Retype the records exactly, with nothing added or dropped.

Data extracted from a collection:
--- START ---

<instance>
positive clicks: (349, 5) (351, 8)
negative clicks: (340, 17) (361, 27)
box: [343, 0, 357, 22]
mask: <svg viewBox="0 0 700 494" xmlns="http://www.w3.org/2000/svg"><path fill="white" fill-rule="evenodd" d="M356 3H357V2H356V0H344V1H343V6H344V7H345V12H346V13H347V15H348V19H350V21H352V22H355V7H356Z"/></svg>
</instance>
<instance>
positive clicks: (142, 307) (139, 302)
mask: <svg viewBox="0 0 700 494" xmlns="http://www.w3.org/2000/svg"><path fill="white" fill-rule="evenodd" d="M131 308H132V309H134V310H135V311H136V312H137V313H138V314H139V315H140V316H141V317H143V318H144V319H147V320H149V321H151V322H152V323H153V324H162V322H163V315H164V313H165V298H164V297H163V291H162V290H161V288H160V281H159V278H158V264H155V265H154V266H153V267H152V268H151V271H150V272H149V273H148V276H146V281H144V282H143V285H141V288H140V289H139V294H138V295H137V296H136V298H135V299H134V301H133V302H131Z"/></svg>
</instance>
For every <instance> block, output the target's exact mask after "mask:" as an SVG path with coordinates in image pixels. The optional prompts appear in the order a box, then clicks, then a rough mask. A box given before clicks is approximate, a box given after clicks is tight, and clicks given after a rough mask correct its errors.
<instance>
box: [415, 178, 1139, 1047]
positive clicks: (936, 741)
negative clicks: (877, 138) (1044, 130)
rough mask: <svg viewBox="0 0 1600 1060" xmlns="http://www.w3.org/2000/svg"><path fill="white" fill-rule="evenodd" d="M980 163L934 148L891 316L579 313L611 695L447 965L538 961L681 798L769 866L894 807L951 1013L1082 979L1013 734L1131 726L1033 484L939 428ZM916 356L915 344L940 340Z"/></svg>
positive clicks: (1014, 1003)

--- END ---

* [Solution to this problem]
<instance>
positive clicks: (349, 5) (351, 8)
negative clicks: (340, 17) (361, 27)
box: [343, 0, 357, 22]
mask: <svg viewBox="0 0 700 494" xmlns="http://www.w3.org/2000/svg"><path fill="white" fill-rule="evenodd" d="M356 3H357V2H356V0H344V1H343V6H344V7H345V12H346V13H347V15H348V19H350V21H352V22H355V7H356Z"/></svg>
</instance>
<instance>
positive clicks: (142, 307) (139, 302)
mask: <svg viewBox="0 0 700 494" xmlns="http://www.w3.org/2000/svg"><path fill="white" fill-rule="evenodd" d="M131 308H132V309H134V310H135V311H136V312H137V313H138V314H139V315H140V316H141V317H143V318H144V319H147V320H149V321H151V322H152V323H153V324H162V322H163V315H164V313H165V298H164V297H163V291H162V290H161V288H160V281H159V278H158V264H155V265H154V266H153V267H152V268H151V271H150V272H149V273H148V276H146V281H144V282H143V285H141V288H140V289H139V294H138V295H137V296H136V298H135V299H134V301H133V302H131Z"/></svg>
</instance>
For every <instance> block, output the target's exact mask after "mask:" as an SVG path with coordinates in image pixels. The optional prompts appear in the order a box, then clicks, then a rough mask. A box given before clicks is approximate, a box given after clicks is tight, and clicks given after a rough mask correct its errors.
<instance>
box: [415, 178, 1139, 1047]
positive clicks: (936, 741)
negative clicks: (877, 138) (1044, 130)
rough mask: <svg viewBox="0 0 1600 1060" xmlns="http://www.w3.org/2000/svg"><path fill="white" fill-rule="evenodd" d="M980 163L934 148L891 316L579 313L611 695L447 965L538 961L681 798L769 866L894 807L951 1013L1082 979L1013 734L1131 726L1033 484L939 428ZM916 356L915 344L940 340Z"/></svg>
positive clicks: (1014, 1003)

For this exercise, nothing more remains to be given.